*EXERCISE OBJECTIVE*. Could you copy out, word for word, the lines between the one containing "the green plastic" and the one containing "column 559, row 479", inclusive, and nothing else from the rows below?

*PROVIDED DATA*.
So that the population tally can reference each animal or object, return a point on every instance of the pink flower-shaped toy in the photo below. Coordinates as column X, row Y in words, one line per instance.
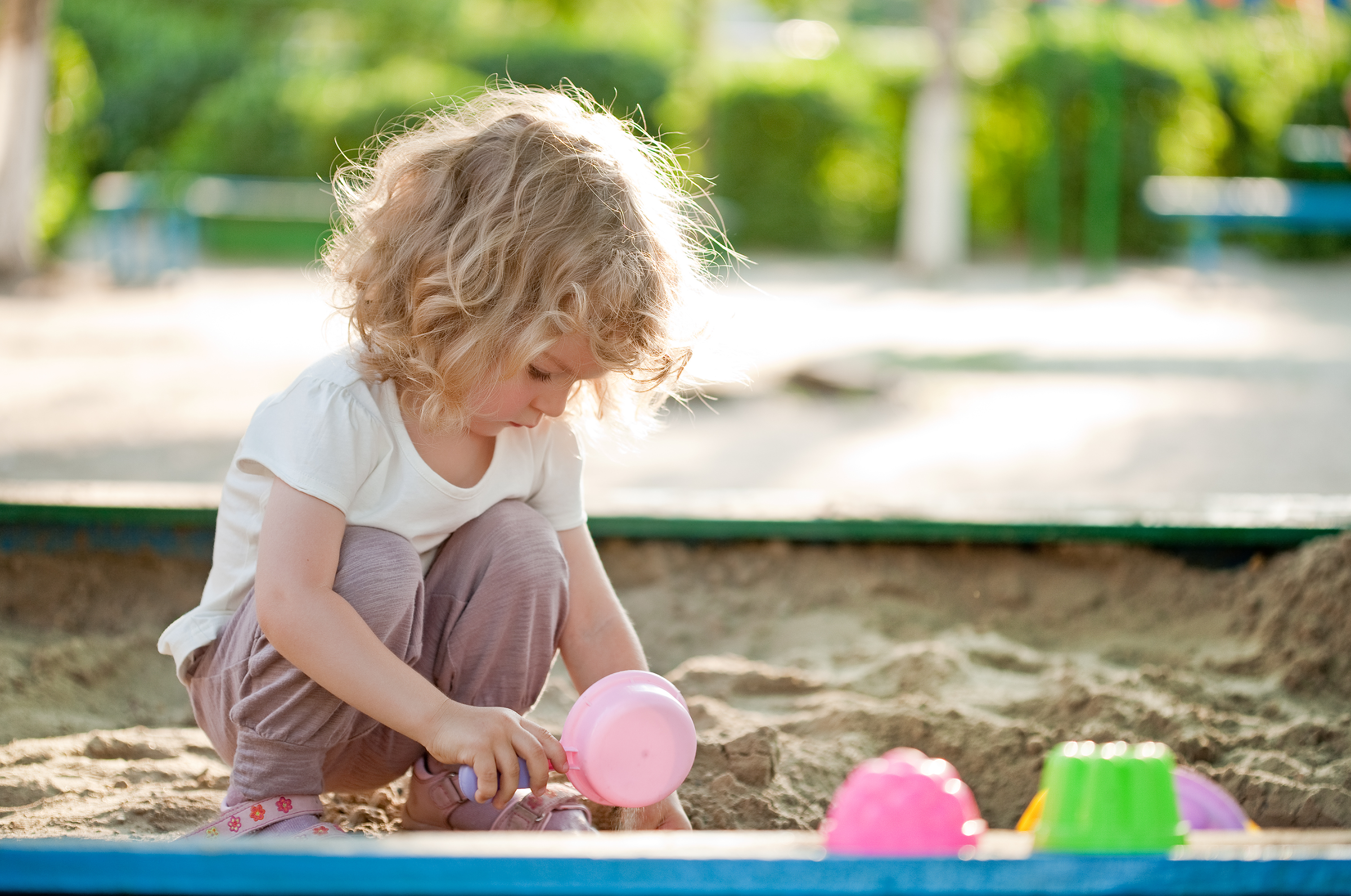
column 903, row 805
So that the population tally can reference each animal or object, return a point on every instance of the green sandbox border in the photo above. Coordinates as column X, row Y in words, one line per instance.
column 721, row 530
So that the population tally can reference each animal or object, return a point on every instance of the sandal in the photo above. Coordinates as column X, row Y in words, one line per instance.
column 434, row 797
column 250, row 818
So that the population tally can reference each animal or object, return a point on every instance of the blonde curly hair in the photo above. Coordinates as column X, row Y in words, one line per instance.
column 472, row 241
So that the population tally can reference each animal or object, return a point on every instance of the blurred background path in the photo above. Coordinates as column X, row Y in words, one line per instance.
column 1165, row 394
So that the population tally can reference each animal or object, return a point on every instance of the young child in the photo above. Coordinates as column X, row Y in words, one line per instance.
column 402, row 545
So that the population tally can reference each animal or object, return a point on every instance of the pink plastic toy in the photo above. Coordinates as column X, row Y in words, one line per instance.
column 1205, row 806
column 628, row 740
column 903, row 805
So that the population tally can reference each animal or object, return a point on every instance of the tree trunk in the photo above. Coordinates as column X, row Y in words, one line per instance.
column 934, row 215
column 23, row 106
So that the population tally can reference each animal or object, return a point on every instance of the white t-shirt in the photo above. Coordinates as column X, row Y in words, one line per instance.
column 342, row 439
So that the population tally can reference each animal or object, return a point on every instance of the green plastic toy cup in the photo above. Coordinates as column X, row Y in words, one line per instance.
column 1110, row 798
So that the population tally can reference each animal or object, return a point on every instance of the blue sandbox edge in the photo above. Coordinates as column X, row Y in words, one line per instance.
column 368, row 868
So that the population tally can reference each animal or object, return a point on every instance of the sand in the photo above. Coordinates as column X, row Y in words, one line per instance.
column 799, row 661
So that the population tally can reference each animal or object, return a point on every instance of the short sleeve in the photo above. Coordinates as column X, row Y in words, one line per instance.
column 317, row 438
column 559, row 479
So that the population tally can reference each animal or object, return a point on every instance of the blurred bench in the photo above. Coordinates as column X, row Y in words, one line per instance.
column 152, row 222
column 1215, row 205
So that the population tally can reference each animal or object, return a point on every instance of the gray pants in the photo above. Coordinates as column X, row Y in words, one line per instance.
column 483, row 628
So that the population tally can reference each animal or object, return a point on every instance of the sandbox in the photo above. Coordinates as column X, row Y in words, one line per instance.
column 801, row 652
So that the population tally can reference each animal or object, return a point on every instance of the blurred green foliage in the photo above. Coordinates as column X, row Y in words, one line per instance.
column 806, row 155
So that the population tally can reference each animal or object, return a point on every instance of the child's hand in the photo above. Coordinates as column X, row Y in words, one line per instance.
column 490, row 740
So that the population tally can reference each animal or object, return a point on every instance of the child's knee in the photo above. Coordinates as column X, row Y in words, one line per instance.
column 380, row 575
column 519, row 530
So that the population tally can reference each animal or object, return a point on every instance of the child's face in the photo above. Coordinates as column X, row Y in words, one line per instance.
column 538, row 391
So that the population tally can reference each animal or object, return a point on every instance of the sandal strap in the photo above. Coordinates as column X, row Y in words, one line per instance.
column 530, row 813
column 252, row 817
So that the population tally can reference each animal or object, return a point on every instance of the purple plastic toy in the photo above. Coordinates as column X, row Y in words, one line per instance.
column 903, row 805
column 1207, row 806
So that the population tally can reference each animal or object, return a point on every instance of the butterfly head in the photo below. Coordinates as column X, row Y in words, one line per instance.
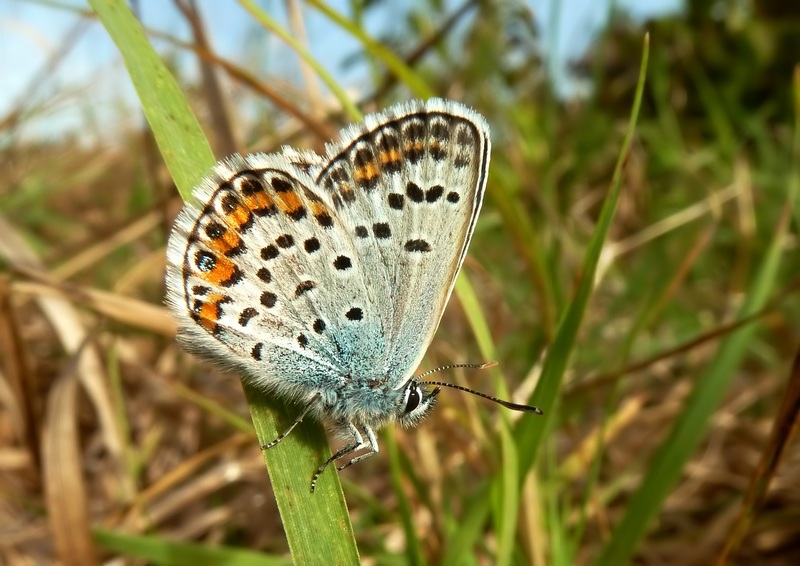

*RESPONSE TO THIS EXERCISE*.
So that the population tally can reference each animal or object, return a point on every instance of the green plastic toy cup in the photo above. Coordinates as column X, row Y in words, one line per instance.
column 1110, row 798
So that the population tally can reference each animal or object, return a point on every instance of the blue sandbox edge in the photo above. Coordinates as column X, row Y in words, one line per instance.
column 368, row 868
So that the population tally can reference each animal or object, return a point on every instance of the sand in the photo above. Coordinates as column X, row Y in words, one line per instance.
column 799, row 661
So that the population tally can reference each animal or object, return a point on every instance of the short sleeve in the photo above. Coordinates as column X, row Y in words, one line per instance.
column 317, row 438
column 559, row 479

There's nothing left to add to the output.